[PAGE EXCERPT — start]
Argument pcre of built-in functions for strings		 No addition exists to control Unicode handling, instead the syntax (*UTF) can be specified at the start of the pattern to switch on the strict mode (see above) Without (*UTF) the relaxed mode (see above) is used, the special character \C can however not be used

The following table gives a quick overview of which Unicode mode to use when migrating a pattern from POSIX to PCRE:

Operation Handle Input as UCS-2 or UTF-16? Accept Invalid UTF-16? Action
Methods of system classes CL_ABAP_REGEX and CL_ABAP_MATCHER UTF-16 Yes Set UNICODE_HANDLING to IGNORE
Methods of system classes CL_ABAP_REGEX and CL_ABAP_MATCHER UTF-16 No Set UNICODE_HANDLING to STRICT (default)
[PAGE EXCERPT — finish]
> [TASK REQUIREMENTS]
- a) Answer these questions from the excerpt on Unicode handling in PCRE patterns, one answer per line.
(i) What syntax can be placed at the start of the pattern to switch on the strict mode?
(ii) Which special character cannot be used when (*UTF) is not specified?
(iii) For the methods of CL_ABAP_REGEX and CL_ABAP_MATCHER, what value should UNICODE_HANDLING get when invalid UTF-16 is to be accepted?
- b) For each statement, say whether the excerpt on Unicode handling in PCRE patterns supports it. Answer yes or no and quote the words that decide it.
(i) Without (*UTF), the relaxed mode is used.
(ii) The argument pcre of built-in functions for strings has an addition for controlling Unicode handling.
(iii) STRICT is the default value of UNICODE_HANDLING.
[INPUT DATA — start]
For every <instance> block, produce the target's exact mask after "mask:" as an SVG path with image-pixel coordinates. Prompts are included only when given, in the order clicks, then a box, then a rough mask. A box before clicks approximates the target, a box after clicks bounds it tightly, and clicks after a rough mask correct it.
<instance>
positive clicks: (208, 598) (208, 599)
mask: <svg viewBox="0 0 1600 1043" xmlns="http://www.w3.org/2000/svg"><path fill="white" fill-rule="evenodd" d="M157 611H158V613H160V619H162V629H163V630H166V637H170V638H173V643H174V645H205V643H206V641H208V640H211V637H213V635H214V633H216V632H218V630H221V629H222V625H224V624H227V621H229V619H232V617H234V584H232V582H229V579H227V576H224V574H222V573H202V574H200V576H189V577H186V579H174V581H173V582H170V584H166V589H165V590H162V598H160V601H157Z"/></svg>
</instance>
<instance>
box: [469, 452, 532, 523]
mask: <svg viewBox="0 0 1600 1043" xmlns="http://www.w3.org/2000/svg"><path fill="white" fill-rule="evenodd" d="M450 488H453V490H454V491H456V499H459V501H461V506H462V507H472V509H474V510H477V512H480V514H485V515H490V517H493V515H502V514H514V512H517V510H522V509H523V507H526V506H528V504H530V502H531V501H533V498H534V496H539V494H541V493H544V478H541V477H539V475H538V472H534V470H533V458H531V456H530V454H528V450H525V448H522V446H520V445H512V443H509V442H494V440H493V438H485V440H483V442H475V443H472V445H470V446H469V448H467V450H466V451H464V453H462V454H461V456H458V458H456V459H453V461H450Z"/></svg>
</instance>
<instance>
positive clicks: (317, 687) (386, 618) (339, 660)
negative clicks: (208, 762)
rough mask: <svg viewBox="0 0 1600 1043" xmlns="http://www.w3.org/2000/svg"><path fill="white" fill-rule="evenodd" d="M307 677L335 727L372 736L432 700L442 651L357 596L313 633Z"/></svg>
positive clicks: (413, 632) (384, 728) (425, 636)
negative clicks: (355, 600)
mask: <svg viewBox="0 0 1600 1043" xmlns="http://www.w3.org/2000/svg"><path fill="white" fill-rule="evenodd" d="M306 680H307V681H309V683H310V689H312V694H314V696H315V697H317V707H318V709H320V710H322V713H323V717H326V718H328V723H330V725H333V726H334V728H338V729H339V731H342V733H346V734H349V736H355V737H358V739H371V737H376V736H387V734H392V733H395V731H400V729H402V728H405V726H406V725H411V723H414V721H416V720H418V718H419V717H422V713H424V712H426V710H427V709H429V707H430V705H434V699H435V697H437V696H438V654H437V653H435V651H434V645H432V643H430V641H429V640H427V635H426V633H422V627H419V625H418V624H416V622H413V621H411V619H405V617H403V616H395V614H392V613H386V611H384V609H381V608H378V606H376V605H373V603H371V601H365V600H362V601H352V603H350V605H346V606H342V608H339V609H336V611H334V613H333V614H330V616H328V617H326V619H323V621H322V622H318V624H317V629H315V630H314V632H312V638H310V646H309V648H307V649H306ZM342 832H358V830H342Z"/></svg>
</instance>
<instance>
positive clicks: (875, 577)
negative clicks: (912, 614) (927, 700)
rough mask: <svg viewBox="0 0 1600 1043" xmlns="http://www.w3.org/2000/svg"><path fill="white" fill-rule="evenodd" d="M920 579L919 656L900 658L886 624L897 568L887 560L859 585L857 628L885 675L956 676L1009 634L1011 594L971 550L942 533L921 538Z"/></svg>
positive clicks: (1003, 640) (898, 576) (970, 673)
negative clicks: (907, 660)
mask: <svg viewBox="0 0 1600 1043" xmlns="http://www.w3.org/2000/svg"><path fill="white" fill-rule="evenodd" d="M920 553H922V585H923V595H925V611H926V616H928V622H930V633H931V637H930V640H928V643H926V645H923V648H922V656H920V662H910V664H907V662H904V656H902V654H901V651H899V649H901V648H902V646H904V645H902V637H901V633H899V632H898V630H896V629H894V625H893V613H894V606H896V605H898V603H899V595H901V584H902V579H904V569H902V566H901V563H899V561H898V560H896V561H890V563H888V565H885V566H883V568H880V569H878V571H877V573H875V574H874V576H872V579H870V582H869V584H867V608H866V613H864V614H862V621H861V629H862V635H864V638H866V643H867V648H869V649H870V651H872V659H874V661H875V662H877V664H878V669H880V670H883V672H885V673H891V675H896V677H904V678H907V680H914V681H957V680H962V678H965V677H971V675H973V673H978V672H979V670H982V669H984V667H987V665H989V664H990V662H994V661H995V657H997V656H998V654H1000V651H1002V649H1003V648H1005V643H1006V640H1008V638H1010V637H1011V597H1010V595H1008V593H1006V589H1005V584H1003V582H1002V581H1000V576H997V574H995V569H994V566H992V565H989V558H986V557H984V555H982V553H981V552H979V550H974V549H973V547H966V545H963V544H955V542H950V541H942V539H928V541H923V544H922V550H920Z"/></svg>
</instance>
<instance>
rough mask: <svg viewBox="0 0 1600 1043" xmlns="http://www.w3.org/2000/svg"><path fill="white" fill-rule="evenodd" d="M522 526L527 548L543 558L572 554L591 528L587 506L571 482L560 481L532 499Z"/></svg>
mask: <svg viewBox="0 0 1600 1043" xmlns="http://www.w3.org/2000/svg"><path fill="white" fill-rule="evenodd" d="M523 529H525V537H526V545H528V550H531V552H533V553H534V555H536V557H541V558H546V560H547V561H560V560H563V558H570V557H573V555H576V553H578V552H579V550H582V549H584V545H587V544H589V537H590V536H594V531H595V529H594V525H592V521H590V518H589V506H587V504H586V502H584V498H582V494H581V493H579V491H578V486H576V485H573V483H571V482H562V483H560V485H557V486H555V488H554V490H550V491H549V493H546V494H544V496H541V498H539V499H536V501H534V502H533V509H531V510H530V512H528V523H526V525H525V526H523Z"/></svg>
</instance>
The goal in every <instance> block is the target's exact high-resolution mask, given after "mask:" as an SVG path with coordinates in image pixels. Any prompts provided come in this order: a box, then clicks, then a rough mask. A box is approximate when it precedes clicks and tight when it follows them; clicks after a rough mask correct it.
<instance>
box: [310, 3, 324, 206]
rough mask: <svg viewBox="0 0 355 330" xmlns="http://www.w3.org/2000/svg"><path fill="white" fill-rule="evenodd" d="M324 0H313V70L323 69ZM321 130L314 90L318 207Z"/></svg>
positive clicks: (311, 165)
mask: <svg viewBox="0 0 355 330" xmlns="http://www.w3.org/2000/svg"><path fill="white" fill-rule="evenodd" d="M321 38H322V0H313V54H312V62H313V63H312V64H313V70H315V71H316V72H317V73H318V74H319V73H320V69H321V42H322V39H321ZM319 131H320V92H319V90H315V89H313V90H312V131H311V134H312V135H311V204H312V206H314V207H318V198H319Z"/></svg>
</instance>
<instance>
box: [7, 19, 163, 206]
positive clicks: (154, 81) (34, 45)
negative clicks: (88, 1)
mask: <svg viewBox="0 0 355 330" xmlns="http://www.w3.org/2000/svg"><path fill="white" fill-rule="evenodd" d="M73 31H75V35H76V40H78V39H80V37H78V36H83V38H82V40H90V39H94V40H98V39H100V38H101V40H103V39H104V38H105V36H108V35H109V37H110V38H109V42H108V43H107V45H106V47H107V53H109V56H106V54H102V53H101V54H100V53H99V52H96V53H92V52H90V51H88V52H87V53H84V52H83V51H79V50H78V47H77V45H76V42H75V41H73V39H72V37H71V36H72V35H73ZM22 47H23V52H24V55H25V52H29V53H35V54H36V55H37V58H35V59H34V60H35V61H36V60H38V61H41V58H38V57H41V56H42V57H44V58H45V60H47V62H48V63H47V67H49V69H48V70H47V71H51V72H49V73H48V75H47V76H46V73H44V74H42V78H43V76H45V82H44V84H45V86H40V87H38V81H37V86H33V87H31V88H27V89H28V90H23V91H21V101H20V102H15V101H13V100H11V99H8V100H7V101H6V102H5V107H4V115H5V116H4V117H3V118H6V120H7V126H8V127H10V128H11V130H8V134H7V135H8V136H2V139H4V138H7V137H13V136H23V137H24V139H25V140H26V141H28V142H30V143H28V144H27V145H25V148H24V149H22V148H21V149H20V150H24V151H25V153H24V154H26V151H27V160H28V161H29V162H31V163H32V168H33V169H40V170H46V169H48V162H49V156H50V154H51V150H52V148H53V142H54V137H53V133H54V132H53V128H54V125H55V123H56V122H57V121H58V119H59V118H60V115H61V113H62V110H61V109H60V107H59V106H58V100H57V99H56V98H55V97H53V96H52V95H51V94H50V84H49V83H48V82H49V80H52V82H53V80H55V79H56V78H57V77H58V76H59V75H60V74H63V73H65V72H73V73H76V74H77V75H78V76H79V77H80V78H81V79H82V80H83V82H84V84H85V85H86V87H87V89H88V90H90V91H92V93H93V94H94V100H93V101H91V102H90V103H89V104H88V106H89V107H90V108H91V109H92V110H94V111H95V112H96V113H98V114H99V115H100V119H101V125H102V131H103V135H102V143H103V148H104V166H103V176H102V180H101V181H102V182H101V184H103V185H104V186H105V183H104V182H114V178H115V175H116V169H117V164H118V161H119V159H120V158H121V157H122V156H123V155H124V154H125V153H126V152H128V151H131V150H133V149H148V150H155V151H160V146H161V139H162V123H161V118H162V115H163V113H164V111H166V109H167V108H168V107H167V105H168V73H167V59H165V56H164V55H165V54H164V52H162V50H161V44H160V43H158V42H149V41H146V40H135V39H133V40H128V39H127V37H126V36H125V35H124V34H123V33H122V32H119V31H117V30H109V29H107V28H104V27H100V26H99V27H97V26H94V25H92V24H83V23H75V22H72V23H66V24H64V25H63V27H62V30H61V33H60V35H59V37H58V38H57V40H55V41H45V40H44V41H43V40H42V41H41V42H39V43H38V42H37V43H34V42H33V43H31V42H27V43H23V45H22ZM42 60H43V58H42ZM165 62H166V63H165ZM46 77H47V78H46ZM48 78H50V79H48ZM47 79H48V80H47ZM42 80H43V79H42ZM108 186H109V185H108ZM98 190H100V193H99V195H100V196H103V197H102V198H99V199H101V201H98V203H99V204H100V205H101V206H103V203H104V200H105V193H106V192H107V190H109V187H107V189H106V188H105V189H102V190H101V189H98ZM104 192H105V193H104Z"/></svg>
[INPUT DATA — finish]
> [TASK RESPONSES]
- a)
(i) (*UTF)
(ii) \C
(iii) IGNORE

- b)
(i) Yes: "Without (*UTF) the relaxed mode (see above) is used"
(ii) No: "No addition exists to control Unicode handling"
(iii) Yes: "Set UNICODE_HANDLING to STRICT (default)"